* Task details *
Count how many lines of the entries below contain the word "green". Reply with the number alone.

:::

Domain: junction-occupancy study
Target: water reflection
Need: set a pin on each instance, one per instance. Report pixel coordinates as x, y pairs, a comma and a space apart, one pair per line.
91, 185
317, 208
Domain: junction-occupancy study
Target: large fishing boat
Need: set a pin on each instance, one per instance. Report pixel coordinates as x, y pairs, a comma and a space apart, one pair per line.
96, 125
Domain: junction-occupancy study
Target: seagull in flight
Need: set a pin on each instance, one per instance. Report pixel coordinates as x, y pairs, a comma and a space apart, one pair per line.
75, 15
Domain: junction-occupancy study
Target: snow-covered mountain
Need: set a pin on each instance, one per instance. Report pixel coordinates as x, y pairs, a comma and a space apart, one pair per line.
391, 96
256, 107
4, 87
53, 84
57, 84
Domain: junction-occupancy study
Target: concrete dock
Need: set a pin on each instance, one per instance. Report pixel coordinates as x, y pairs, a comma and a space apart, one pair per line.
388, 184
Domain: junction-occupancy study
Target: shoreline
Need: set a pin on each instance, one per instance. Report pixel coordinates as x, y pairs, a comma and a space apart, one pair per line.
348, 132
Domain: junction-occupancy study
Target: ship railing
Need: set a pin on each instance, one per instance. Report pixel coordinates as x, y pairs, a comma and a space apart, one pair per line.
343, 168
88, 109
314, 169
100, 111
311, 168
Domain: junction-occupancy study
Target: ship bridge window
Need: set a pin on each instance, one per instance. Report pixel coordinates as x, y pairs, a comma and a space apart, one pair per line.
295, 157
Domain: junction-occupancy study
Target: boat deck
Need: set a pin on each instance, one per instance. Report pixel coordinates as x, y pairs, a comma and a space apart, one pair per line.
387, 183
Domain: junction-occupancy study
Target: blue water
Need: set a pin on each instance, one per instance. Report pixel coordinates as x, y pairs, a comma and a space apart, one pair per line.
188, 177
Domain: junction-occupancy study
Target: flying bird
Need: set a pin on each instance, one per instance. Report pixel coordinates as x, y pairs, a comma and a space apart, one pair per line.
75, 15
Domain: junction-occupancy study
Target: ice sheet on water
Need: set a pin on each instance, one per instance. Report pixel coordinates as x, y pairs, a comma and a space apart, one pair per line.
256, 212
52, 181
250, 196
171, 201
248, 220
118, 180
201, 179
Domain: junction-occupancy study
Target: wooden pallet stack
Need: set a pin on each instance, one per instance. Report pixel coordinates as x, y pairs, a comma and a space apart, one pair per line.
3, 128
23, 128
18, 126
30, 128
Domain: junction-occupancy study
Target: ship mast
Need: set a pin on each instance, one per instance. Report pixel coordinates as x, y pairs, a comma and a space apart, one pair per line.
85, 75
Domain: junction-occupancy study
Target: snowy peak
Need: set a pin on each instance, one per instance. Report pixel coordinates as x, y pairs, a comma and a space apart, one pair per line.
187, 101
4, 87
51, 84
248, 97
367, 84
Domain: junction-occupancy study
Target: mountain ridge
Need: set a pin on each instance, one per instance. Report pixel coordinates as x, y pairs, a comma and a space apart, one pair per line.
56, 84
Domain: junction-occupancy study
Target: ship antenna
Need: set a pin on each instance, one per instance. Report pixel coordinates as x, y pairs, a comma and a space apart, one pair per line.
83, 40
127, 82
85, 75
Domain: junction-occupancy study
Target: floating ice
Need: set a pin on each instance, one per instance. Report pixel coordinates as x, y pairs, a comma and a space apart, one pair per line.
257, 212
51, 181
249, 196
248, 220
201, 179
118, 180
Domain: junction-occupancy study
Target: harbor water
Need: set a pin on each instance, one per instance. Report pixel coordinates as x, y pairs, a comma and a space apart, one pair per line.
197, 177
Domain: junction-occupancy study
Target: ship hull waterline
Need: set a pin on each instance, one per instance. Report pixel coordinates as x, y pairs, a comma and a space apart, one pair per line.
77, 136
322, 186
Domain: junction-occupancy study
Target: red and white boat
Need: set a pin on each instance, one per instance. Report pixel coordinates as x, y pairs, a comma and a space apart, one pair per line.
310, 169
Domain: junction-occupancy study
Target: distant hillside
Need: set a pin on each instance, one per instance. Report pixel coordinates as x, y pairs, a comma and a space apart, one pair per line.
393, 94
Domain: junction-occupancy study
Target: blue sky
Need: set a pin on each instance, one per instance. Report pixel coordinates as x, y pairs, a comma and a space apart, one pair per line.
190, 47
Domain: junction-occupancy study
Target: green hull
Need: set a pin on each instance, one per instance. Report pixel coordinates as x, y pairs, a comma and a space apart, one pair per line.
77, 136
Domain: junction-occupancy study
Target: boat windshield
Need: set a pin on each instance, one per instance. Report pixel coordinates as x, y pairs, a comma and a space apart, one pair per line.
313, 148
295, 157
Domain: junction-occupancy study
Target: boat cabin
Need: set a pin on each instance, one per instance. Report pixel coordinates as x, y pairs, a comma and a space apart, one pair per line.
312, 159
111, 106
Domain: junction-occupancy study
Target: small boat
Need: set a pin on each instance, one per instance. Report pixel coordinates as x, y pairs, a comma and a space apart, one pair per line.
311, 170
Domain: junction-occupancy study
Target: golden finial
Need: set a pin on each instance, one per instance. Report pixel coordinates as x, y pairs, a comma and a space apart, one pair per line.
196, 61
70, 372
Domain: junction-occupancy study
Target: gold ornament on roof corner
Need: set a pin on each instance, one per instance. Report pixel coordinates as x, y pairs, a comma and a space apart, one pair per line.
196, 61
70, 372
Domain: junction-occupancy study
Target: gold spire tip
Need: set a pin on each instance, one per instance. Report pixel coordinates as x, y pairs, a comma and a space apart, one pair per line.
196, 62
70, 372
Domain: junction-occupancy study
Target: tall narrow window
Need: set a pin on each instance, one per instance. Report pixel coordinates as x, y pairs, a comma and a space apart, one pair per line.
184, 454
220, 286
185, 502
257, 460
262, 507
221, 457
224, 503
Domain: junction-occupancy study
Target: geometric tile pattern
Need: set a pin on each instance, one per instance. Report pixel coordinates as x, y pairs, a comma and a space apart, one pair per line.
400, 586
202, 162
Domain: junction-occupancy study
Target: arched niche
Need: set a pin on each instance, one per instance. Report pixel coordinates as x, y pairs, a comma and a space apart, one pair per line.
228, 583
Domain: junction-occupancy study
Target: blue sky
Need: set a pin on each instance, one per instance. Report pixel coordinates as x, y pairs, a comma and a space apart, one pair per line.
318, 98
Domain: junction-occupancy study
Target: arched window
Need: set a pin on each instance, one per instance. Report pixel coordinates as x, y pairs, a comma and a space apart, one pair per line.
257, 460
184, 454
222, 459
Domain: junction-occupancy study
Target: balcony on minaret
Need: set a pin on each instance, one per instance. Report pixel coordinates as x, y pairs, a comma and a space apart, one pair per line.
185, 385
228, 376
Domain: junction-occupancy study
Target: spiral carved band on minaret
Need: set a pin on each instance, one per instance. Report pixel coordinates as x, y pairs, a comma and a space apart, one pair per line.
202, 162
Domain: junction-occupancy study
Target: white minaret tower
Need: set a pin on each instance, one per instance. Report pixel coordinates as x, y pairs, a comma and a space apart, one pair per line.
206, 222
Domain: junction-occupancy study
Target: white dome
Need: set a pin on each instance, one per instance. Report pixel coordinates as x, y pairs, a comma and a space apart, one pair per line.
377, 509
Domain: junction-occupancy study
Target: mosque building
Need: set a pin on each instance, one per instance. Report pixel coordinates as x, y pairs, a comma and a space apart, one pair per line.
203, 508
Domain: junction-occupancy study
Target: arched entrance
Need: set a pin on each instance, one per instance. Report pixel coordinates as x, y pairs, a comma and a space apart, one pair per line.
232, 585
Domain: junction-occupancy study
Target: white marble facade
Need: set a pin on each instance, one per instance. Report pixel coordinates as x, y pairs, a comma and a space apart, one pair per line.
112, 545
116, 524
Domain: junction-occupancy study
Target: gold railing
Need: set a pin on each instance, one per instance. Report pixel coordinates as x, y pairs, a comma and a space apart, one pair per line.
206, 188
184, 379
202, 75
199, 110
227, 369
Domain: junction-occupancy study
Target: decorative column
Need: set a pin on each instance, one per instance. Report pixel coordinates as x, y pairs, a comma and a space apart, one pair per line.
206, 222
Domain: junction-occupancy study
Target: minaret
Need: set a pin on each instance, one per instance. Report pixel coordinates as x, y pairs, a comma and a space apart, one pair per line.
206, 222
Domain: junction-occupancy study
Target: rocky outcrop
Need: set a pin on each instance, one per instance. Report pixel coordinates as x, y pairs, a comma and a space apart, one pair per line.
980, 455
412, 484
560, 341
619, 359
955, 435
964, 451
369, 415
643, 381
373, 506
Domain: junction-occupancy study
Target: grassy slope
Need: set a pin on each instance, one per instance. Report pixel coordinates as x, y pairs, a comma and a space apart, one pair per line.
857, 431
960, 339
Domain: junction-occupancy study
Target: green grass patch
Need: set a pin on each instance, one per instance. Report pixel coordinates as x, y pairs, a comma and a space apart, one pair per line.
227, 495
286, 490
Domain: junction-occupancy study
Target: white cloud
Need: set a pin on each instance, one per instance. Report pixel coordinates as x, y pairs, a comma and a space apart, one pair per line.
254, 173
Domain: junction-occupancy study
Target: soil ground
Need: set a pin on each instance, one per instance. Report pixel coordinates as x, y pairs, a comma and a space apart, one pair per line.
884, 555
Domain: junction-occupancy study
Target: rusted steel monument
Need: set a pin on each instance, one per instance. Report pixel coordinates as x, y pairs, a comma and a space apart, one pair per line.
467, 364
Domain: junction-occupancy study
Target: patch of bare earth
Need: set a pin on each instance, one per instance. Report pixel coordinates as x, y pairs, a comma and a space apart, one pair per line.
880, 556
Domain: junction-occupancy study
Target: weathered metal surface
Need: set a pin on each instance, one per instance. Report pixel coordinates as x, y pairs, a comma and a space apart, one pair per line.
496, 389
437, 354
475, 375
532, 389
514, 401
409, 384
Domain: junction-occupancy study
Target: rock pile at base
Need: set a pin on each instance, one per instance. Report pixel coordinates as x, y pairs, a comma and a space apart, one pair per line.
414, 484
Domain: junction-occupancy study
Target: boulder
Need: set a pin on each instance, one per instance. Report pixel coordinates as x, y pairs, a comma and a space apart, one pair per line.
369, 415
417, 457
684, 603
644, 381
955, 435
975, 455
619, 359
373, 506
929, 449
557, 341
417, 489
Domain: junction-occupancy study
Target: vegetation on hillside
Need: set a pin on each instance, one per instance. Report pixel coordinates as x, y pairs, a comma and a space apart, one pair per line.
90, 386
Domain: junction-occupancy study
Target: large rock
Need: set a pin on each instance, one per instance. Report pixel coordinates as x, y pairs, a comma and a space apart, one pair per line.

:::

* Task answer *
2